##### Textabschnitt

Volker KauderCDU/CSU - Stabilitätshilfe zugunsten Griechenlands
Frau Präsidentin! Sehr geehrte Kolleginnen und Kollegen! Die CDU/CSU-Bundestagsfraktion hat sich ihre Entscheidung, wie sie heute abstimmen will, nicht leicht gemacht.
(Dr. André Hahn [DIE LINKE]: Na, wer hätte das gedacht!)
Ich habe wahrscheinlich noch nie in einer Bundestagsfraktion der CDU/CSU eine solch intensive, aber auch lange Diskussion erlebt, in der die Argumente ausgetauscht wurden. Man kann nur sagen: In der Situation, in der wir jetzt sind, gibt es den einzig hundertprozentig richtigen Weg wahrscheinlich nicht. Weder diejenigen, die dem Antrag zustimmen, noch diejenigen, die dem Antrag nicht zustimmen wollen, können für sich in Anspruch nehmen, hundertprozentig sagen zu können, was das eine und das andere bedeutet. Aber eines ist völlig klar: Es geht heute nicht ausschließlich und vielleicht nicht einmal in erster Linie darum, Griechenland ein Angebot zu machen, sondern es geht darum, dieses Europa zusammenzuhalten, meine sehr verehrten Damen und Herren. Das ist die entscheidende Frage, um die wir ringen.
(Beifall bei der CDU/CSU sowie bei Abgeordneten der SPD)

##########
##### Auszug aus Datensätzen

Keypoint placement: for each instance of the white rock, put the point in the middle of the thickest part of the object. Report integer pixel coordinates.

##########
##### Auszug aus Datensätzen

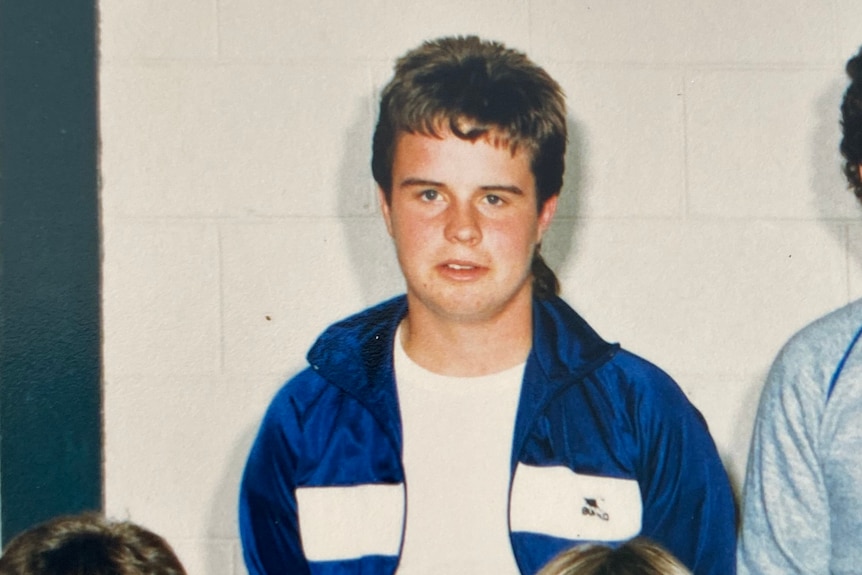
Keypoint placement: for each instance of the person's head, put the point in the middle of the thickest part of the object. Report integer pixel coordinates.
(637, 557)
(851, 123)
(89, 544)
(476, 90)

##########

◆ Die Fragestellung: Worin sieht Volker Kauder in der Rede zur Stabilitätshilfe für Griechenland die entscheidende Frage, um die gerungen wird? Die Datensätze sind eigenständiges Material und gehören nicht zum Text.

◆ Lösung der Aufgabe: Darin, dieses Europa zusammenzuhalten.